Exercise instructions - Without including any picture, copy the entries that follow word for word.

Source material -
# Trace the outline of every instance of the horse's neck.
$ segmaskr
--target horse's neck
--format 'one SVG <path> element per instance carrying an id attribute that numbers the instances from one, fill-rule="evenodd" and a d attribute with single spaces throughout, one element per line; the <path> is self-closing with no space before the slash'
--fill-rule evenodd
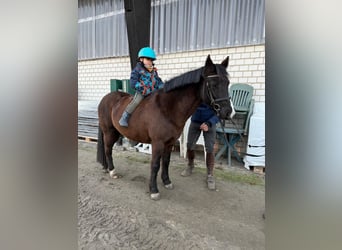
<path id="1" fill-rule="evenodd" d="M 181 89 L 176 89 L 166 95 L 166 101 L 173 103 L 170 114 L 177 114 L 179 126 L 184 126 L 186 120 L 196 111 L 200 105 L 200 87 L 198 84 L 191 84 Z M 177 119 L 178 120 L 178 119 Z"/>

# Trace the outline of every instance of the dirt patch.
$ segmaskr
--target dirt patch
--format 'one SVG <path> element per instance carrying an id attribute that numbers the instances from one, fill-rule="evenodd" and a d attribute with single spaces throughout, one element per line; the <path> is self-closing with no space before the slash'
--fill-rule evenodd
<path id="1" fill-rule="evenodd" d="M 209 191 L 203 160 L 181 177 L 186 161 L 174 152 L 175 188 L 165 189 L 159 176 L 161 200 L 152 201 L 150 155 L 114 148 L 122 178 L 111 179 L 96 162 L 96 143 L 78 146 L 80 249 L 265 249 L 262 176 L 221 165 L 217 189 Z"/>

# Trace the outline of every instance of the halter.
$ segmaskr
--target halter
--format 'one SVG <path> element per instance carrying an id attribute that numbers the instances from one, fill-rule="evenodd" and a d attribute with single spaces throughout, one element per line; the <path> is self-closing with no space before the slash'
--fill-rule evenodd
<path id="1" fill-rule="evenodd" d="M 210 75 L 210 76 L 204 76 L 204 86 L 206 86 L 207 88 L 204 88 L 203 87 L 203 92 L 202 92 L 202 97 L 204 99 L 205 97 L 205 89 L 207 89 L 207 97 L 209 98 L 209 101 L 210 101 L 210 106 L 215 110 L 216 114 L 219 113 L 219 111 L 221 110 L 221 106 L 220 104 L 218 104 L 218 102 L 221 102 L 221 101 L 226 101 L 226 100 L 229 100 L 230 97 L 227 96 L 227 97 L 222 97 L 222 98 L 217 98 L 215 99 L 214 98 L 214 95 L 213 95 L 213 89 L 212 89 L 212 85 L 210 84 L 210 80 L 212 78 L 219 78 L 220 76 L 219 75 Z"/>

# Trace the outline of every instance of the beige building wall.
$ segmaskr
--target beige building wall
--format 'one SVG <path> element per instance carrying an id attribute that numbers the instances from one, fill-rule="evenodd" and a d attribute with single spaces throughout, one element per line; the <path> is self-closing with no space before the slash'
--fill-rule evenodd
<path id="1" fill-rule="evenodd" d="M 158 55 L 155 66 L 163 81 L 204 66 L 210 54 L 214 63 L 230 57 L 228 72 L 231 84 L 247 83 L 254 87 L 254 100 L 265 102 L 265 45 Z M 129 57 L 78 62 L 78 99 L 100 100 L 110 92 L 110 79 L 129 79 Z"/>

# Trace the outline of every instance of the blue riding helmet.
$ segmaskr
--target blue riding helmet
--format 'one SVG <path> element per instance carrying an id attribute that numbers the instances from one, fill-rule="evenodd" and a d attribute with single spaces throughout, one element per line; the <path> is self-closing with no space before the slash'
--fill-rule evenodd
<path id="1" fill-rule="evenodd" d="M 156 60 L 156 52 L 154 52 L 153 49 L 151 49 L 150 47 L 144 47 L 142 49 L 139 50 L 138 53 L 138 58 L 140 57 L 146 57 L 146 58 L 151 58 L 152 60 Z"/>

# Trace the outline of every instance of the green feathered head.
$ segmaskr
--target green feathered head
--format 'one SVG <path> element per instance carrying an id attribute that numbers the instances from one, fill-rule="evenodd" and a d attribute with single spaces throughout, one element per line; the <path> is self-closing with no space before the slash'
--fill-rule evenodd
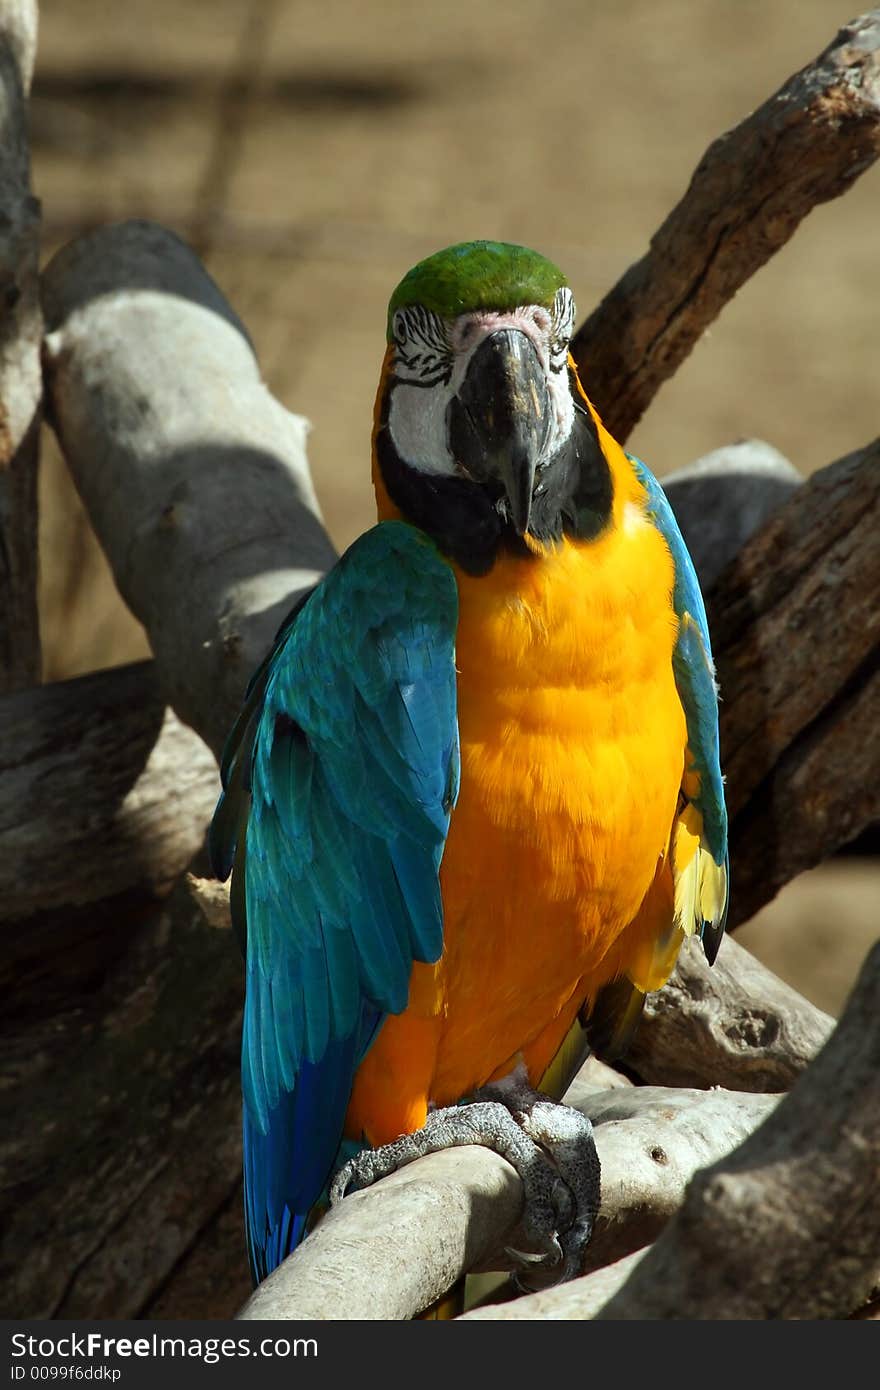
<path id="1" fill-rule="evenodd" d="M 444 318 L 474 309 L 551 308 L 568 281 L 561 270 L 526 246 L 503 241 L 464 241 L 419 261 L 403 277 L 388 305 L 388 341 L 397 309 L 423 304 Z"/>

Task answer -
# Trace the outline of every instance of the horse's neck.
$ segmaskr
--target horse's neck
--format 'one SVG <path> element per instance carrying an id attribute that numbers the instances from one, fill-rule="evenodd" and a d attribute with single spaces throughout, one element per line; the <path> is self-closing with no space before the slash'
--fill-rule evenodd
<path id="1" fill-rule="evenodd" d="M 181 89 L 176 89 L 166 95 L 166 101 L 173 103 L 170 114 L 177 114 L 179 126 L 184 126 L 186 120 L 196 111 L 200 105 L 200 87 L 198 84 L 191 84 Z M 177 119 L 178 120 L 178 119 Z"/>

# Trace the outline of every instance of the dirt patch.
$ segmaskr
--target dirt patch
--format 'one SVG <path> element per instance carrying an id attribute that numbers the instances from one, fill-rule="evenodd" and a d attribute with single spaces throughout, one element per line; the <path> is self-closing with no space before the slash'
--fill-rule evenodd
<path id="1" fill-rule="evenodd" d="M 209 191 L 203 160 L 181 177 L 186 161 L 174 152 L 175 188 L 165 189 L 159 176 L 161 200 L 152 201 L 150 155 L 114 148 L 122 178 L 111 179 L 96 162 L 96 143 L 78 146 L 80 249 L 265 249 L 262 176 L 221 165 L 217 189 Z"/>

# Trace the outline of every instance of the halter.
$ segmaskr
--target halter
--format 'one SVG <path> element per instance carrying an id attribute that numbers the instances from one, fill-rule="evenodd" and a d attribute with single spaces throughout, one element per line; the <path> is self-closing with no space before the slash'
--fill-rule evenodd
<path id="1" fill-rule="evenodd" d="M 210 75 L 210 76 L 204 76 L 204 86 L 206 86 L 207 88 L 204 88 L 203 87 L 203 92 L 202 92 L 202 97 L 204 99 L 205 97 L 205 89 L 207 89 L 207 97 L 209 98 L 209 101 L 210 101 L 210 106 L 215 110 L 216 114 L 219 113 L 219 111 L 221 110 L 221 106 L 220 104 L 218 104 L 218 102 L 221 102 L 221 101 L 226 101 L 226 100 L 229 100 L 230 97 L 227 96 L 227 97 L 222 97 L 222 98 L 217 98 L 215 99 L 214 98 L 214 95 L 213 95 L 213 89 L 212 89 L 212 85 L 210 84 L 210 80 L 212 78 L 219 78 L 220 76 L 219 75 Z"/>

# Trace the outline of every instance of the beige building wall.
$ segmaskr
--target beige building wall
--format 'one SVG <path> element per instance carrying an id attribute that numbers the instances from one, fill-rule="evenodd" and a d attribute with single spaces throughout, one element per line; the <path> is self-closing with no space before the slash'
--fill-rule evenodd
<path id="1" fill-rule="evenodd" d="M 158 55 L 155 66 L 163 81 L 204 66 L 210 54 L 214 63 L 230 57 L 228 72 L 231 84 L 247 83 L 254 87 L 254 100 L 265 102 L 265 45 Z M 129 57 L 78 62 L 78 99 L 100 100 L 110 92 L 110 79 L 129 79 Z"/>

# Trace the outline of every instance of the blue riding helmet.
$ segmaskr
--target blue riding helmet
--format 'one SVG <path> element per instance carrying an id attribute that numbers the instances from one, fill-rule="evenodd" and a d attribute with single spaces throughout, one element per line; the <path> is self-closing with no space before the slash'
--fill-rule evenodd
<path id="1" fill-rule="evenodd" d="M 156 60 L 156 52 L 154 52 L 153 49 L 151 49 L 150 47 L 144 47 L 142 49 L 139 50 L 138 53 L 138 58 L 140 57 L 146 57 L 146 58 L 151 58 L 152 60 Z"/>

# Trace the outline of every instance of the green feathered head.
$ segmaskr
--target green feathered head
--format 'one SVG <path> element per instance carrying an id attribute that numbers the instances from one, fill-rule="evenodd" and a d attribute with single spaces throughout, one element per line; the <path> is self-closing with no space before the slash'
--fill-rule evenodd
<path id="1" fill-rule="evenodd" d="M 444 318 L 474 309 L 551 308 L 568 281 L 561 270 L 526 246 L 503 241 L 464 241 L 419 261 L 403 277 L 388 305 L 388 341 L 397 309 L 423 304 Z"/>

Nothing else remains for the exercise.